HOW TO COMPLETE THIS TASK: Write each entry out again exactly as it was given.

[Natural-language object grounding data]
==*==
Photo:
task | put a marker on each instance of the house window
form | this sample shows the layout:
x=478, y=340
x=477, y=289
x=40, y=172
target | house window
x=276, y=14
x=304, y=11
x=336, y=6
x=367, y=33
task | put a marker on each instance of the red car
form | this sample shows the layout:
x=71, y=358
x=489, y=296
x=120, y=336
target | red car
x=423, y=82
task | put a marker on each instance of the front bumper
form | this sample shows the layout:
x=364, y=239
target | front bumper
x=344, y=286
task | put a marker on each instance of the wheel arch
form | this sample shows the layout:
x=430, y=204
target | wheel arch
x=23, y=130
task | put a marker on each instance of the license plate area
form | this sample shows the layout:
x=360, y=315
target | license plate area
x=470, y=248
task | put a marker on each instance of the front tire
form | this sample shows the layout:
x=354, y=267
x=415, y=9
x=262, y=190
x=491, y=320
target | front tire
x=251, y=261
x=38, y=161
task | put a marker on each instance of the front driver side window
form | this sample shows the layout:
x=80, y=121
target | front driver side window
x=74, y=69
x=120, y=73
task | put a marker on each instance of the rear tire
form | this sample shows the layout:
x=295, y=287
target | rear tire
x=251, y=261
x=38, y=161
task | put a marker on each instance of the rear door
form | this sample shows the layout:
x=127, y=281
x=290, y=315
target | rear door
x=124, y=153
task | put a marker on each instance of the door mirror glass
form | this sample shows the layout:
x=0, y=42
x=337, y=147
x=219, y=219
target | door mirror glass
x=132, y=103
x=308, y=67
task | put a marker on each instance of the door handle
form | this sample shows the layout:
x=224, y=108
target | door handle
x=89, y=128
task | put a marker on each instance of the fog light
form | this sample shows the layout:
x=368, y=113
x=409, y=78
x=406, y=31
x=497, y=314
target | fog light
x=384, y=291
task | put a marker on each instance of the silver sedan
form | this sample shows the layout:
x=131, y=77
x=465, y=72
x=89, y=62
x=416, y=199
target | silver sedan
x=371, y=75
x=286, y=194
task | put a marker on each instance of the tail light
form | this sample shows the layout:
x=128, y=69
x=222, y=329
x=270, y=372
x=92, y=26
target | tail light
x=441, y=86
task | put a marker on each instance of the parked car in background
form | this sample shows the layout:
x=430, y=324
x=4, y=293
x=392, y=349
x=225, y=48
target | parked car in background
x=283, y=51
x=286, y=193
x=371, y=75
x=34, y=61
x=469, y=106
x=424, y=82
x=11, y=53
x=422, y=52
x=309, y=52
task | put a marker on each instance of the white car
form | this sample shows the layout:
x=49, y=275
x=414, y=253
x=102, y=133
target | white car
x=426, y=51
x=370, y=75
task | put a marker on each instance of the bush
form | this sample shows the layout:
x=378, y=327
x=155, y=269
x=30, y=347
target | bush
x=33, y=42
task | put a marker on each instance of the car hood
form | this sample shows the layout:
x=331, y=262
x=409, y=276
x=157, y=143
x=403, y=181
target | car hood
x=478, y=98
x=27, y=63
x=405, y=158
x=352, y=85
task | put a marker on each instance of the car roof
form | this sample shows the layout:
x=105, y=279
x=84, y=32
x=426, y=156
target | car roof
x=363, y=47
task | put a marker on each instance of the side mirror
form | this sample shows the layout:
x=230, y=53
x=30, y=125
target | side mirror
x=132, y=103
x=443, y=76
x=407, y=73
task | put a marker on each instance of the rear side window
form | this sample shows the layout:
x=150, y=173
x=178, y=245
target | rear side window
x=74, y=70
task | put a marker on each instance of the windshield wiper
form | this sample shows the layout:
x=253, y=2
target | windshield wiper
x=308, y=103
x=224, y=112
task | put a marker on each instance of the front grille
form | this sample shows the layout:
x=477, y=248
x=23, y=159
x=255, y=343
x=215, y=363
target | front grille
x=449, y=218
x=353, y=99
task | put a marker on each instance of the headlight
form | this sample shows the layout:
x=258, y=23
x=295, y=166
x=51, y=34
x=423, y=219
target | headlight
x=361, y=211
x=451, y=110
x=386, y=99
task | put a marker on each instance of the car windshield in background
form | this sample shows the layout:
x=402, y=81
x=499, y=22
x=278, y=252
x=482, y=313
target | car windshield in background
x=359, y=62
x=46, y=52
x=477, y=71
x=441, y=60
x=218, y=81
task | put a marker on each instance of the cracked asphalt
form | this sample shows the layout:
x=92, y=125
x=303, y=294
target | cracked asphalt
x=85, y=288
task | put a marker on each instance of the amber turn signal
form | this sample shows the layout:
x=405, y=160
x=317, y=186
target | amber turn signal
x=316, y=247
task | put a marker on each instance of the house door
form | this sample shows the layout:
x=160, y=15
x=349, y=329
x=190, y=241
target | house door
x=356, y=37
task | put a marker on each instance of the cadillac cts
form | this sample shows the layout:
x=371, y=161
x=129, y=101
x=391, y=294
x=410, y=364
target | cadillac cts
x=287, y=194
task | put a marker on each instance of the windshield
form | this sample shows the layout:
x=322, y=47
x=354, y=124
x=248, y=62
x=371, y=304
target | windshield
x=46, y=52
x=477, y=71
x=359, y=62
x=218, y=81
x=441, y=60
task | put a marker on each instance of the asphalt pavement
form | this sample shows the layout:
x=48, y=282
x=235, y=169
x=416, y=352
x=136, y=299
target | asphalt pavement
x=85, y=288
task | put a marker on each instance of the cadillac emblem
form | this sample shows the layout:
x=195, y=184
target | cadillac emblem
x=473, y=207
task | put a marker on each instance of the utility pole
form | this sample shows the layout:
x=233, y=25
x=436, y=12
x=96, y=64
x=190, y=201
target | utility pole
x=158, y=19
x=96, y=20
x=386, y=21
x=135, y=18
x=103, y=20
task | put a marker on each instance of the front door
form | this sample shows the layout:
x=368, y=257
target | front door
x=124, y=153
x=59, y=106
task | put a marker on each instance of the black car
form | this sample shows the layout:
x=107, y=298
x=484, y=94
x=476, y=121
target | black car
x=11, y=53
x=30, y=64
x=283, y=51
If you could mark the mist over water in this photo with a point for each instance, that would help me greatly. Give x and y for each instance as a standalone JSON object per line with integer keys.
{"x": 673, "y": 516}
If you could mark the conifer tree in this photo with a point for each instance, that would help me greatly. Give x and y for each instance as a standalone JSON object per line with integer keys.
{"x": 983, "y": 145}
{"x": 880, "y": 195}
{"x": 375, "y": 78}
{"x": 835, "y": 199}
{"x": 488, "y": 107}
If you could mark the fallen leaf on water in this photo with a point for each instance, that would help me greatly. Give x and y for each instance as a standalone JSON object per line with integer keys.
==*==
FINAL ANSWER:
Photo:
task | put a marker on each instance of the house window
form | this sample shows the layout:
x=478, y=340
x=477, y=289
x=40, y=172
target | house window
x=276, y=14
x=304, y=11
x=336, y=6
x=367, y=33
task | put a marker on each instance of the red car
form | this sample shows the layout:
x=71, y=358
x=489, y=296
x=120, y=336
target | red car
x=423, y=82
task | put a marker on each instance of the front bumper
form | this sample shows the layout:
x=364, y=239
target | front bumper
x=344, y=286
task | put a marker on each instance of the wheel arch
form | this sample shows the layout:
x=430, y=204
target | wheel arch
x=23, y=130
task | put a marker on each instance of the license plate area
form | this sample shows the layout:
x=360, y=315
target | license plate area
x=470, y=248
task | put a marker on each instance of the front tire
form | this sample shows the layout:
x=354, y=267
x=415, y=9
x=262, y=190
x=491, y=320
target | front tire
x=251, y=261
x=38, y=161
task | put a marker on each instance of the front driver side window
form | this sample shows the layout:
x=80, y=121
target | front driver side window
x=74, y=69
x=120, y=73
task | put a marker on each instance of the rear tire
form | this sample shows the layout:
x=295, y=287
target | rear tire
x=251, y=261
x=38, y=161
task | put a marker on each instance of the rear door
form | this sample shows the layout:
x=127, y=281
x=290, y=315
target | rear door
x=124, y=153
task | put a marker on each instance of the door mirror glass
form | this sample shows the layout:
x=0, y=42
x=337, y=147
x=219, y=219
target | door mirror glass
x=132, y=103
x=308, y=67
task | put a marker on each instance of the door handle
form | this sample shows the layout:
x=224, y=108
target | door handle
x=89, y=128
task | put a marker on each instance of the fog light
form | this sample shows the layout:
x=368, y=113
x=409, y=78
x=406, y=31
x=497, y=314
target | fog light
x=384, y=291
task | put a marker on each instance of the silver sedan
form | this sample shows the layout:
x=131, y=77
x=465, y=72
x=89, y=62
x=416, y=199
target | silver sedan
x=371, y=75
x=286, y=194
task | put a marker on each instance of the tail light
form | this sample shows the layout:
x=128, y=69
x=222, y=329
x=270, y=372
x=92, y=26
target | tail light
x=441, y=86
task | put a marker on each instance of the parked car in background
form | this sample shows the layout:
x=430, y=324
x=4, y=293
x=392, y=349
x=225, y=48
target | parked car in background
x=283, y=51
x=286, y=193
x=371, y=75
x=34, y=61
x=469, y=106
x=424, y=82
x=11, y=53
x=422, y=52
x=309, y=52
task | put a marker on each instance of the white car
form | this sample shows the layout:
x=49, y=275
x=414, y=253
x=102, y=133
target | white car
x=426, y=51
x=370, y=75
task | put a marker on each instance of the bush
form | this sample shows the layout:
x=378, y=327
x=155, y=269
x=30, y=347
target | bush
x=33, y=42
task | put a marker on each instance of the car hood
form | this sample shows the layout:
x=331, y=262
x=409, y=276
x=157, y=143
x=403, y=181
target | car hood
x=478, y=98
x=27, y=63
x=405, y=158
x=352, y=85
task | put a marker on each instance of the car roof
form | this sample shows the layout:
x=105, y=279
x=84, y=32
x=426, y=156
target | car roof
x=363, y=47
task | put a marker on each instance of the side mirror
form | this sample shows the layout:
x=230, y=53
x=30, y=125
target | side mirror
x=132, y=103
x=443, y=76
x=407, y=73
task | put a marker on each instance of the rear side window
form | this sample shows the layout:
x=150, y=173
x=178, y=245
target | rear side window
x=74, y=70
task | put a marker on each instance of the windshield wiper
form | this sample shows the layout:
x=253, y=2
target | windshield wiper
x=308, y=103
x=224, y=112
task | put a marker on each instance of the front grille
form | this sample shows the layout:
x=477, y=248
x=23, y=159
x=255, y=343
x=215, y=363
target | front grille
x=449, y=218
x=353, y=99
task | put a marker on each instance of the headlight
form | this sample shows the layout:
x=258, y=23
x=295, y=166
x=51, y=34
x=423, y=219
target | headlight
x=361, y=211
x=451, y=110
x=386, y=99
task | put a marker on each instance of the car windshield in background
form | this sample shows the layout:
x=402, y=81
x=499, y=22
x=278, y=252
x=482, y=313
target | car windshield in background
x=359, y=62
x=46, y=52
x=477, y=71
x=441, y=60
x=218, y=81
task | put a marker on each instance of the cracked asphalt
form | this sample shows the layout:
x=92, y=125
x=303, y=294
target | cracked asphalt
x=85, y=288
task | put a marker on each instance of the amber turn signal
form | this sample shows the layout:
x=405, y=160
x=317, y=186
target | amber turn signal
x=316, y=247
task | put a marker on each instance of the house door
form | this sample shows the layout:
x=160, y=15
x=349, y=329
x=190, y=241
target | house door
x=356, y=37
task | put a marker on each instance of the cadillac cts
form | this sample shows the layout:
x=371, y=161
x=129, y=101
x=391, y=294
x=410, y=364
target | cadillac cts
x=287, y=194
task | put a marker on each instance of the windshield
form | this sample shows the layout:
x=322, y=47
x=354, y=124
x=248, y=62
x=371, y=304
target | windshield
x=46, y=52
x=477, y=71
x=359, y=62
x=218, y=81
x=441, y=60
task | put a marker on each instance of the asphalt pavement
form | this sample shows the layout:
x=48, y=282
x=235, y=169
x=416, y=352
x=136, y=299
target | asphalt pavement
x=85, y=288
task | put a marker on each instance of the cadillac emblem
form | this sample shows the layout:
x=195, y=184
target | cadillac emblem
x=473, y=207
task | put a marker on each instance of the utility pole
form | this sample shows the layout:
x=233, y=25
x=436, y=12
x=96, y=64
x=190, y=201
target | utility pole
x=158, y=19
x=96, y=20
x=386, y=21
x=135, y=18
x=103, y=20
task | put a marker on each instance of the front door
form | this sample shows the layout:
x=368, y=257
target | front door
x=124, y=153
x=59, y=106
task | put a marker on each instance of the black car
form | this sample shows the layout:
x=107, y=298
x=484, y=94
x=476, y=121
target | black car
x=11, y=53
x=30, y=64
x=283, y=51
If you could mark the mist over water in this photo with a point for each instance, that would help me greatly. Give x and y for each instance as a standalone JSON object per line with integer keys.
{"x": 673, "y": 516}
If you could mark the conifer tree in this photo with a point for each instance, that would help me greatly. Give x and y for each instance as a standalone JSON object per line with integer keys.
{"x": 983, "y": 145}
{"x": 880, "y": 195}
{"x": 375, "y": 78}
{"x": 835, "y": 199}
{"x": 488, "y": 107}
If you could mark the fallen leaf on water in this photo with a point for each instance, that would help me greatly. Give x and y for each instance as a standalone JSON object per line with integer keys.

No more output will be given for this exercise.